# GIVEN RECORDS:
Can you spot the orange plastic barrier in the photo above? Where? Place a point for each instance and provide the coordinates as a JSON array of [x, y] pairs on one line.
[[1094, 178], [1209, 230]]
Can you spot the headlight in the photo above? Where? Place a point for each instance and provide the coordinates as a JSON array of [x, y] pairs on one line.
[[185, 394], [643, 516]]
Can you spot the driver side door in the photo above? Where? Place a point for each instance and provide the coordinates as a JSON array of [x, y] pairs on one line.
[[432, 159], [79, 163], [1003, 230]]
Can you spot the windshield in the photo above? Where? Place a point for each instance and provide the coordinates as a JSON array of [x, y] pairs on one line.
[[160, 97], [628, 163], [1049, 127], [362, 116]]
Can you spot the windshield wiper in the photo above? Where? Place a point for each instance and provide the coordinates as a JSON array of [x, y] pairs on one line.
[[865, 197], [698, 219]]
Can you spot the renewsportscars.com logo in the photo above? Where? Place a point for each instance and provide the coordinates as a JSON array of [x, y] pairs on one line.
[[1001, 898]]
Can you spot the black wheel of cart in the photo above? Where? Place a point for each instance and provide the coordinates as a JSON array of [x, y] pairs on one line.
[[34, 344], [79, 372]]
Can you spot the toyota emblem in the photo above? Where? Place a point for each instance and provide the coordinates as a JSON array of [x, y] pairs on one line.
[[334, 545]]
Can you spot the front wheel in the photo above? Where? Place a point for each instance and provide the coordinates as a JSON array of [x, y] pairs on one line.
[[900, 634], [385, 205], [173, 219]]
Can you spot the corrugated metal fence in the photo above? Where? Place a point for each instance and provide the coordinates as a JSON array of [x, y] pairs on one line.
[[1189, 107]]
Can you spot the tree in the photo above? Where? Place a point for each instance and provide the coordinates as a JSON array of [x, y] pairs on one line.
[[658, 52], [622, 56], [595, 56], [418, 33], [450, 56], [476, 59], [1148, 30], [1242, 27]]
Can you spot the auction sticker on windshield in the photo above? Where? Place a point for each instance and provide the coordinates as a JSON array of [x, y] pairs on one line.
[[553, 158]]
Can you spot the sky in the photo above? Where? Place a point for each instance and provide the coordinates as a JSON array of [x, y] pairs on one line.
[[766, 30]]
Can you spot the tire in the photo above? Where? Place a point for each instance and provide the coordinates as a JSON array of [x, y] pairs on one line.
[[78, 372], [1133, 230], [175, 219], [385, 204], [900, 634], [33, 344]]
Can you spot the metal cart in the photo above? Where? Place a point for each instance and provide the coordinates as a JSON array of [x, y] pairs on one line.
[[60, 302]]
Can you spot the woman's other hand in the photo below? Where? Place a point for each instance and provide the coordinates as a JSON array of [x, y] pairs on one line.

# YOUR INSTRUCTIONS:
Copy all of the data above line for line, without changing anything.

# FINISHED TASK:
Can you spot the orange plastic barrier in the photo above? Where? Place a point for each instance and provide the coordinates as a JSON array of [x, y] pairs on one line.
[[1094, 178], [1209, 230]]
Can you spot the headlight in the photo above? Where? Place a point for each instance and provide the coordinates as a JSON array of [x, y] pairs on one line.
[[185, 394], [643, 516]]
Can you spot the driver side door in the photo above? Where? Place a point for each instance and provide the coordinates as a JSON array of [x, y] pairs on one line.
[[432, 159], [79, 163], [1003, 230]]
Can you spot the windshield in the photo above? Where? Place a point for each instance and provide the coordinates as a JSON array of [x, y] pairs on one line.
[[160, 97], [628, 163], [1049, 127], [362, 116]]
Can you spot the windshield wiper in the photo above? Where? Place a point for each instance and provide the coordinates as a JSON array of [x, y] pairs on one line.
[[865, 197], [698, 219]]
Can you spot the renewsportscars.com logo in the photo above? Where? Place a point for each instance and provide the coordinates as a JSON array of [x, y] pairs on one line.
[[1001, 898]]
Can you spot the black wheel of cart in the photo above? Where? Place a point for each instance and provide the coordinates as a JSON array of [x, y] pairs on one line.
[[34, 344], [79, 372]]
Can you spot the toyota emblem in the photo above? Where? Place a point for each instance and provide the coordinates as a JSON array of [x, y] pairs on one line.
[[334, 545]]
Can you spot the front wheel in the photo above? Where? Place a point for each instance and provide the coordinates as a JSON array of [x, y] pairs on one line.
[[900, 634], [385, 205], [173, 219]]
Can you spot the corrugated metal fence in the photo above? Where? Place a point for each instance and provide the coordinates as a JSON array of [x, y] pairs on one line.
[[1189, 107]]
Can you spot the tree in the photo above? Where? Place a point for each instance and provide the coordinates as a JSON array of [x, y] pairs on one line.
[[658, 52], [622, 56], [595, 56], [418, 33], [450, 56], [476, 59], [1148, 30], [1242, 27]]
Can you spot the auction sticker on windshield in the photo above? Where? Place a point for each instance and provide the coordinates as a JSON array of [x, y] pairs on one line.
[[553, 158]]
Can you spot the sky in the photo above? Where? Place a point for each instance and provide the coordinates as a JSON array of [x, y] pairs on one line.
[[766, 30]]
Can you spot the tire in the photo above? Where? Place a point for each instance and provide the coordinates as a JSON array of [x, y] pairs on one line.
[[78, 372], [1133, 230], [175, 219], [385, 204], [900, 634], [33, 344]]
Can you spot the metal cart in the photo above? Where? Place a point for each instance and provide the coordinates as a JSON array of [x, y] pairs on one line.
[[60, 302]]
Can you spot the woman's other hand in the photo below? Where? Place a point for each instance and provide the coordinates as a JSON array of [x, y] pairs on one line.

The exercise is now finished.